Consigne 1: Reproduisez à l'identique les lignes des enregistrements, en commençant par celle qui contient « in red shirt » et en allant jusqu'à celle qui contient « top-left (371, 589), bottom-right (662, 800) », ces deux lignes comprises.

Les marketers doivent veiller à ne pas pousser à l’extrême l’utilisation du targeting. « La notion de ‘Minimal Viable Audience’ de Seth Godin est souvent mal utilisée », affirme Steven De Deyne. « Il est évident qu'un produit, un message ou une publicité ne s’adresse pas à tout le monde. C'est bien, mais chaque marque peut trouver une ‘viable audience’ et, sur cette base, personnaliser davantage sa communication avec tous les partenaires de la chaîne de communication. Nos modèles n’ont en effet rien à voir avec l’hyper targeting ou la micro-optimisation de la portée et des messages créatifs, qui mettent davantage sous pression les performances et le ROI des campagnes. Parce qu’alors, le business case ne fonctionne pas et cela devient une ‘non-viable audience’. 

L'évolution rapide des technologies de collecte et de ciblage des données pose des défis à tout l'écosystème. Les broadcasters locaux doivent essayer d'être compétitifs dans la bataille des investissements qu'entraînent les nouvelles technologies, l'accroissement des données et les nouveaux services. « Certains devront revoir leurs ambitions et passer à des opérations plus rentables, ou chercheront des collaborations par le biais de fusions ou d’acquisitions locales et internationales », prédit Bart De Pauw. « Les régies locales essaieront d’avoir des acteurs internationaux dans leur portefeuille, afin de commercialiser de nouveaux produits et inventaires tels que des partenariats de données médias. Les acteurs locaux s'adapteront comme ils l'ont toujours fait, mais dans un monde de plus en plus complexe. Les agences médias verront un monde de nouvelles opportunités s'ouvrir aux plateformes et aux flux de données tels que le retail media ou les métavers. »

Données de l'exercice:
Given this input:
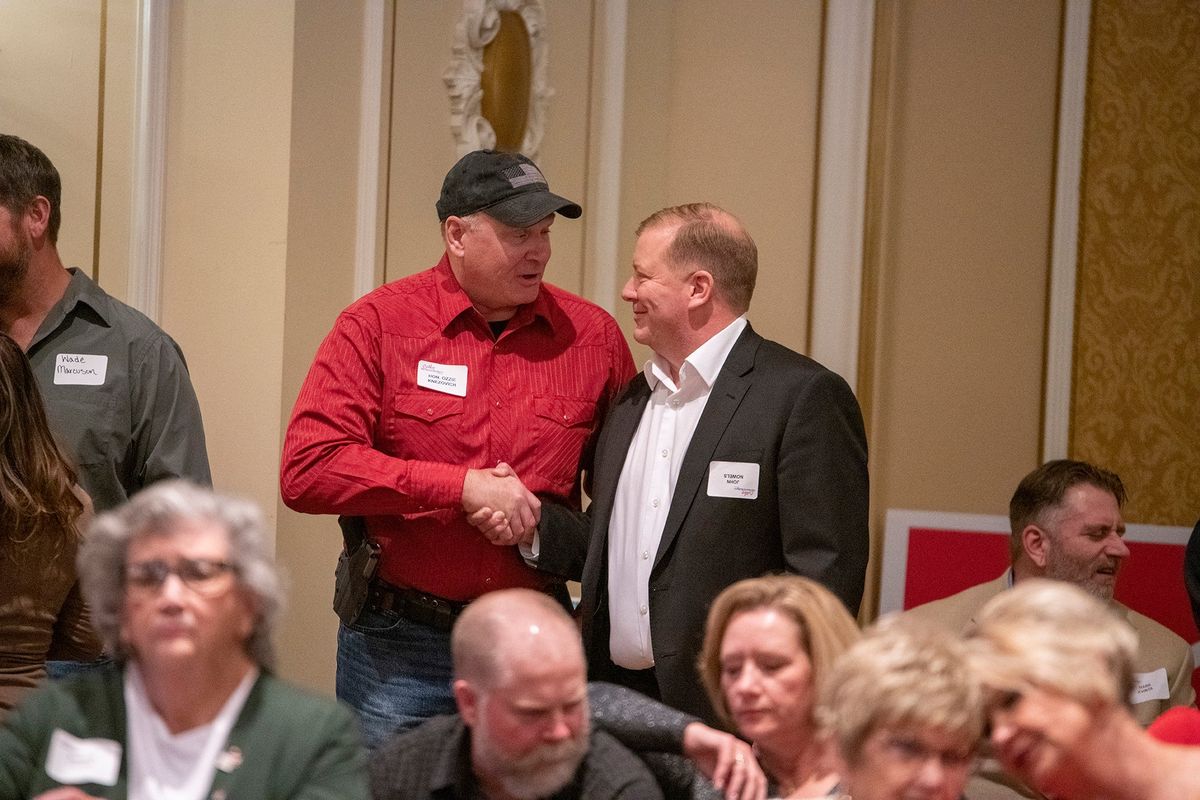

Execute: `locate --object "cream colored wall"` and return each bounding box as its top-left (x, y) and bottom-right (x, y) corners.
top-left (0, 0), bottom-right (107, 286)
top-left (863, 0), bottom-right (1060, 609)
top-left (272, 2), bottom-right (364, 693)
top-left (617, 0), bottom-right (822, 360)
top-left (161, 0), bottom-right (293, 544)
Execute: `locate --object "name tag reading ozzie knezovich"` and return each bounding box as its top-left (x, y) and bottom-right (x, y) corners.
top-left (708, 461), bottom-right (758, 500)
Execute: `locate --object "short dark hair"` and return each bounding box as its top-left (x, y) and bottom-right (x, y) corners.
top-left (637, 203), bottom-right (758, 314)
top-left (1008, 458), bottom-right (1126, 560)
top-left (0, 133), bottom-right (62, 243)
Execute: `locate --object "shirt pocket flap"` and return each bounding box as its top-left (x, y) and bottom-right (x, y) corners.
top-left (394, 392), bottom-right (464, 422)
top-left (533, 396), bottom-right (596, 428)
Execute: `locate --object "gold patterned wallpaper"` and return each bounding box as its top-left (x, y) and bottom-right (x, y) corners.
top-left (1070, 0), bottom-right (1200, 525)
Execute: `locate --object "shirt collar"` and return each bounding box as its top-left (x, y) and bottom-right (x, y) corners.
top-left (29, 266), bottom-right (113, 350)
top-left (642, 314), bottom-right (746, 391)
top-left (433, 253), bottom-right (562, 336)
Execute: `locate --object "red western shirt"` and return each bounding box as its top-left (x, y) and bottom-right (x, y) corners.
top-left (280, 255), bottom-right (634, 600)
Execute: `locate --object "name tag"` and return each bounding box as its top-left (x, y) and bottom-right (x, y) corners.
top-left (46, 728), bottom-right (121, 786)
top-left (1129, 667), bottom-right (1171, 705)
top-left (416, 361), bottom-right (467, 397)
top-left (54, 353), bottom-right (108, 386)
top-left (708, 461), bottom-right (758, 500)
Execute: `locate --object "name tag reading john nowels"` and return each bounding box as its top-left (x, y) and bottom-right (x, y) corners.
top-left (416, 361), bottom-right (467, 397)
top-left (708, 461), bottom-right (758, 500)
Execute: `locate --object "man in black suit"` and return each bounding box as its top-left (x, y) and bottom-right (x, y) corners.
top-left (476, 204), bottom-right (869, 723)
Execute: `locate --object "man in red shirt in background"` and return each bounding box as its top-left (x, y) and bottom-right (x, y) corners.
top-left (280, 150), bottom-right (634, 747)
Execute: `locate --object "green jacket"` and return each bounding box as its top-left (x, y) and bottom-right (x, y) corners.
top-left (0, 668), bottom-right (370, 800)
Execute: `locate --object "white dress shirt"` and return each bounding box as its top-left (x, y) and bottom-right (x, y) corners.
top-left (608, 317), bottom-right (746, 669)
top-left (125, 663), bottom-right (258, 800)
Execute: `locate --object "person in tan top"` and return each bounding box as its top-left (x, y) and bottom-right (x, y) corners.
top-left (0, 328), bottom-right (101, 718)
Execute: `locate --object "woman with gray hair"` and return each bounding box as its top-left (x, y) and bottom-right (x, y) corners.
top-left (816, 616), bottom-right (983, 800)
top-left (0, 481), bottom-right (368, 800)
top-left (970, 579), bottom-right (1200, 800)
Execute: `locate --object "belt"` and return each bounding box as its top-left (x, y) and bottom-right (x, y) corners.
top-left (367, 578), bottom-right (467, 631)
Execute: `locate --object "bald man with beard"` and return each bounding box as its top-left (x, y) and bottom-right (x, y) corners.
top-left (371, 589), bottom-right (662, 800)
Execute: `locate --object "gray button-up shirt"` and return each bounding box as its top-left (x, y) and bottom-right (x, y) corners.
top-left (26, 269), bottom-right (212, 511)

...

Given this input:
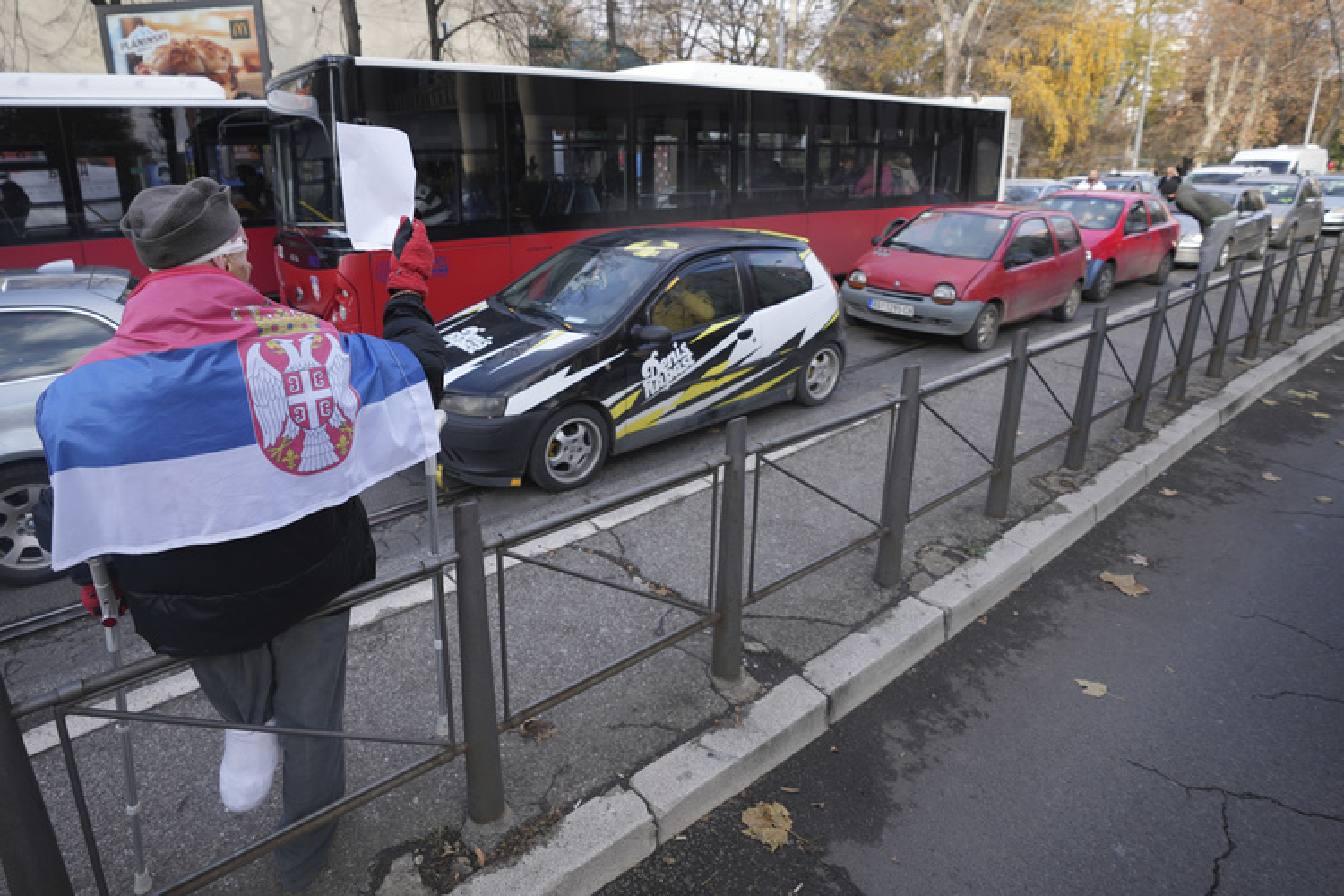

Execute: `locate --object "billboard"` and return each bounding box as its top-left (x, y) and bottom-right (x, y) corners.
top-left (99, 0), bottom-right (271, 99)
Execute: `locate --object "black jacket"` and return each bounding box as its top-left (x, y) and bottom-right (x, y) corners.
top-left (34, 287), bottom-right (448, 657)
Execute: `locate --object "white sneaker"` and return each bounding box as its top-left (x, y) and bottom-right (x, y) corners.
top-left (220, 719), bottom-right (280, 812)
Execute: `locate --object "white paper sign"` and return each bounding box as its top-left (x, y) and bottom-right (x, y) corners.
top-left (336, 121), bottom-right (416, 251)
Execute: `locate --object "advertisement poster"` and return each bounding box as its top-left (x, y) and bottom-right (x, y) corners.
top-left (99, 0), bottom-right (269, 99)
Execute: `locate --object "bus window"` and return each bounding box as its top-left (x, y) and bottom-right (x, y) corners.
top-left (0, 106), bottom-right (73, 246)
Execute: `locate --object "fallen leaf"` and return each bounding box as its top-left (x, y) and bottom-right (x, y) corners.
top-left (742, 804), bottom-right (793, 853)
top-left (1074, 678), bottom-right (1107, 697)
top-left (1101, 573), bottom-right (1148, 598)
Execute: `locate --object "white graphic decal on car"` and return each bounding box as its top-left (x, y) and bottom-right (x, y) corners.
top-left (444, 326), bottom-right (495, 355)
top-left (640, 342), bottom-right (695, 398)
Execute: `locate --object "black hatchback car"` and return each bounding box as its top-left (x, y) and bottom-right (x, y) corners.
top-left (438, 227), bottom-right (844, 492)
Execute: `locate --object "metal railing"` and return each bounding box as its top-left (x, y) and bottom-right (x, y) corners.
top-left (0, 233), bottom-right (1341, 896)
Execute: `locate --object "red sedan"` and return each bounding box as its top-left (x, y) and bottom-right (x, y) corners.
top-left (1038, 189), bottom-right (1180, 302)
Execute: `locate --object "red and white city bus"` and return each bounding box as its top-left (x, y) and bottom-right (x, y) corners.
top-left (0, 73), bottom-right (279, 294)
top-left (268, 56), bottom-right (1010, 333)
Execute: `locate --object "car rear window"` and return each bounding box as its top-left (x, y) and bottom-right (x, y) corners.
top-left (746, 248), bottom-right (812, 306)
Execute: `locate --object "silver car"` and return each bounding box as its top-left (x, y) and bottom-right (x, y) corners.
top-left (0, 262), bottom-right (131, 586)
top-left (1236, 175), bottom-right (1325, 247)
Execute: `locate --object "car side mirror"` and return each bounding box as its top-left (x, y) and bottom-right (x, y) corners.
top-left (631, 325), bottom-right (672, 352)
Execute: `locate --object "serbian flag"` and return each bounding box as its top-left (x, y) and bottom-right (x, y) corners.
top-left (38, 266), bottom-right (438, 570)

Consigne 2: D'après la source, pourquoi Steven De Deyne juge-t-il que l'hyper targeting et la micro-optimisation de la portée et des messages créatifs sont à éviter ?

Réponse attendue 1:
Execute: `locate --object "man in red shirt in background"` and return each bounding box as its top-left (x, y) and bottom-right (x, y) corners.
top-left (280, 150), bottom-right (634, 747)
Execute: `locate --object "green jacket"` and return each bounding box as its top-left (x, y) and bottom-right (x, y) corners.
top-left (0, 668), bottom-right (370, 800)
Execute: `locate --object "white dress shirt"` and return each bounding box as its top-left (x, y) and bottom-right (x, y) corners.
top-left (608, 317), bottom-right (746, 669)
top-left (125, 663), bottom-right (258, 800)
Execute: `locate --object "person in tan top"` and return each bounding box as its top-left (x, y) and bottom-right (x, y) corners.
top-left (0, 328), bottom-right (101, 718)
Execute: `locate --object "woman with gray hair"` and return each bounding box as its top-left (x, y) and bottom-right (x, y) corners.
top-left (816, 616), bottom-right (983, 800)
top-left (0, 481), bottom-right (368, 800)
top-left (970, 579), bottom-right (1200, 800)
Execute: `locate --object "belt"` and return each bounding box as its top-left (x, y) and bottom-right (x, y) corners.
top-left (367, 578), bottom-right (467, 631)
Execute: `locate --object "bald man with beard"` and return each bounding box as its top-left (x, y) and bottom-right (x, y) corners.
top-left (371, 589), bottom-right (662, 800)

Réponse attendue 2: Selon Steven De Deyne, ces pratiques mettent davantage sous pression les performances et le ROI des campagnes. Le business case ne fonctionne alors plus, et l'audience devient une « non-viable audience ».